» **Aim**
Copy the material below word for word, everything from the line containing "# point at: small" down to the line containing "x=513, y=162", both ends included. Leave out the pictures.

» **Dataset excerpts**
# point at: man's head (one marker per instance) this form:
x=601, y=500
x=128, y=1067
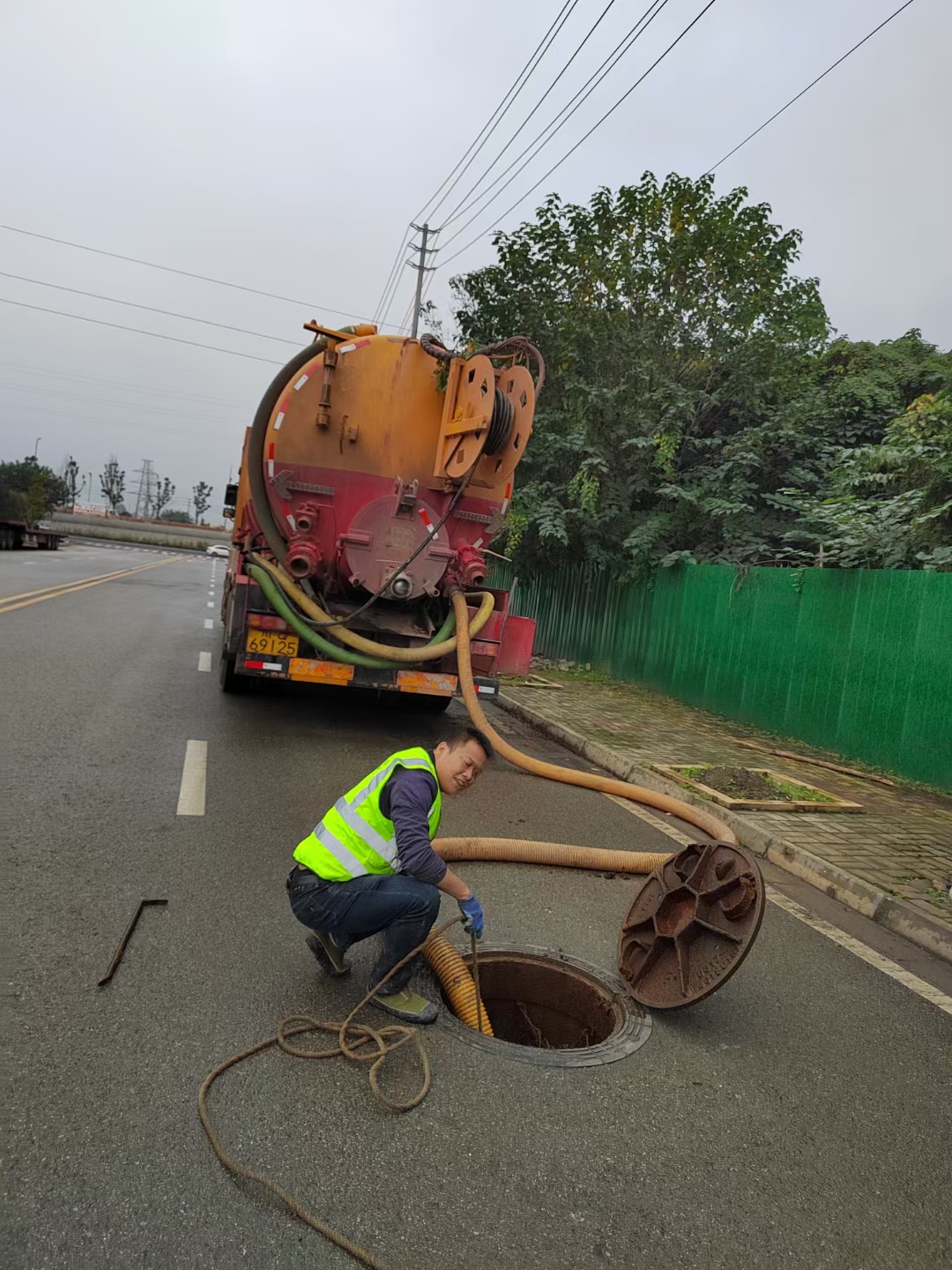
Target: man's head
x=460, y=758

...

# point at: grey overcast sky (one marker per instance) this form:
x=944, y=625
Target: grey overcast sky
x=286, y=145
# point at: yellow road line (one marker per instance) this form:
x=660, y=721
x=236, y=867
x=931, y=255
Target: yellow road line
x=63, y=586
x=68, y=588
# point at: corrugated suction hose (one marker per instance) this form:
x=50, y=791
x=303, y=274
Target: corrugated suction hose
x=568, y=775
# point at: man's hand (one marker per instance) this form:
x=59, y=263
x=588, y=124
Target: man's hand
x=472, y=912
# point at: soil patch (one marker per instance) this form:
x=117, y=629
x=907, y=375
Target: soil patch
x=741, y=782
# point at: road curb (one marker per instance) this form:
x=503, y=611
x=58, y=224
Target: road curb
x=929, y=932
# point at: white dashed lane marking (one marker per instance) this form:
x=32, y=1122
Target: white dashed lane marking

...

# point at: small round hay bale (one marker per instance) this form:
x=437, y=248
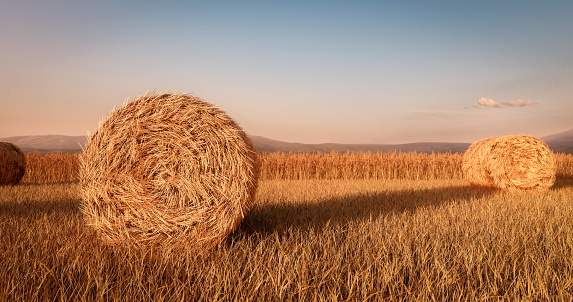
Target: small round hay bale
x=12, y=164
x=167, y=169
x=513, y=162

» **Result**
# point at: small round hay bale (one marker per instance) this form:
x=437, y=248
Target: small round hay bale
x=12, y=164
x=167, y=169
x=513, y=162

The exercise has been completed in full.